▶ [Excerpt]
═══
# Bought Nokia 5130 XpressMusic !!!



## MetalheadGautham (Jul 11, 2009)

I bought this phone on 7/7/2009 but couldn't post anything about it since I had college to attend to. Anyway, now that I'm free lemme talk about this beauty.

Price = Rs. 5800/- including tax. This is an AWESOME price for which NO other phone with the same features is available.

Its an AWESOME phone.

OK-ish battery life.

EXCELLENT music quality.

I never tried the bundled earphones, prefering to use my Creative EP-50 which I bought for Rs. 225. But if the EP-50 itself sounds good, the bundled phones must be AWESOME.

POOR to AVERAGE camera quality unless you only need to take snaps of friends who are close by in fully lighted conditions.

NO flash.

Great music player which could use some improvements (up and down keys could increase or decrease volume instead of scrolling in folder where my songs are kept - there is already a back button for that).

Nokia OS S40 is FULL of PLAIN IDIOTIC minor issues related to user comfort which could be easily fixed if only nokia followed stuff here *www.asktog.com/columns/022DesignedToGiveFitts.html and some more human interface guidelines.

No Nokia PC Suite for Linux which is another bad thing.

But overall I would give this phone a 7.5/10 rating, and coming from me this is an AWESOME rating (I gave nokia 1100, one of the MOST perfect phones for its time, 8 rating 5 years back).


Just for the reference, I got myself an Aircel Student SIM Card. Its awesome too. 150 SMS/day free, Ps. 10/SMS for any SMS exceeding that limit, Ps. 25/min for calls made to people using same sim plan, Ps. 50/mon to other mobiles (including Aircel), Ps. 100/min for landlines and finally Ps. 10/min to ANY aircel mobile between 11PM and 7AM.

Do get it guys. Connectivity in Bangalore is AWESOME.

My only complaint is that Aircel does not have a low cost unlimited GPRS plan or hack.


----------



## girish.g (Jul 11, 2009)

doesnt aircel have a Rs99pm edge plan???


----------



## Tamoghno (Jul 11, 2009)

Congrats , 

Dont bother about bundled earphones , they plain sucks .

Camera i think OK for its price .


----------



## MetalheadGautham (Jul 11, 2009)

Found a QUICK trick to make speakers sound better. Placed phone in a soft foam leather (AKA fake leather) pouch and kept it on a wooden table with speaker part facing down. Bass is is higher and treble is lower to make it sound more normal.
═══
Saved entries:
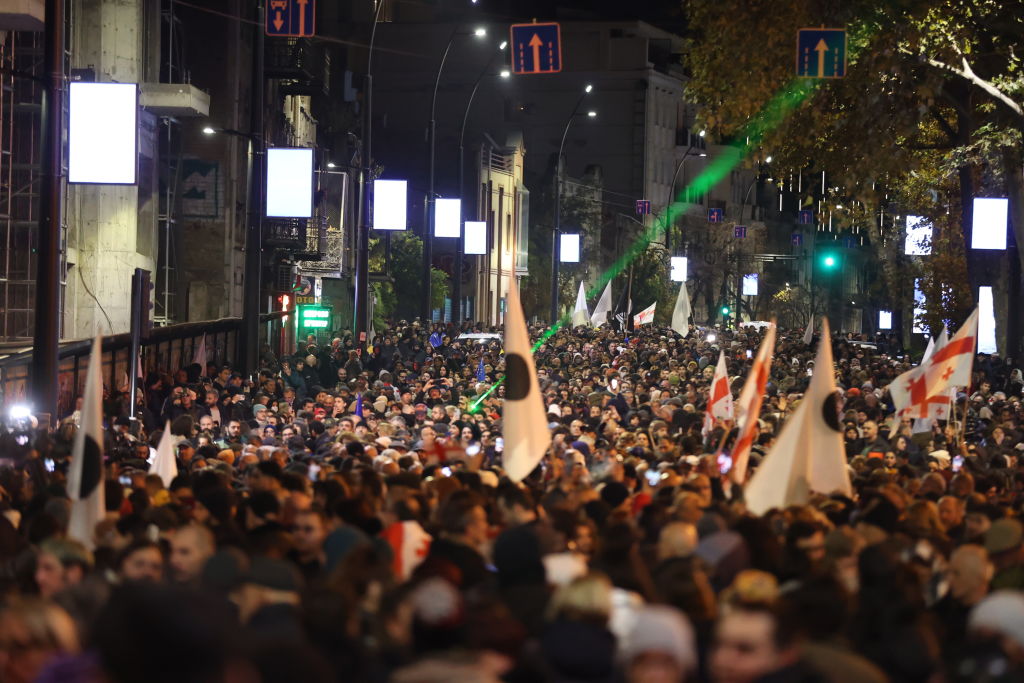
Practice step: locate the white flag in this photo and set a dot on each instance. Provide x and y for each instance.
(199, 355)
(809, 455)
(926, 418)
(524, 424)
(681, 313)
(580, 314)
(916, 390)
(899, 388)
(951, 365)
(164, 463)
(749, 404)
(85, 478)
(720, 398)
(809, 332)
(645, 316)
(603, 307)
═══
▶ [Description of the task]
Can you copy the Nokia 5130 thread word for word from "Dont bother about" to "sound more normal."?

▶ [Written response]
Dont bother about bundled earphones , they plain sucks .

Camera i think OK for its price .


----------



## MetalheadGautham (Jul 11, 2009)

Found a QUICK trick to make speakers sound better. Placed phone in a soft foam leather (AKA fake leather) pouch and kept it on a wooden table with speaker part facing down. Bass is is higher and treble is lower to make it sound more normal.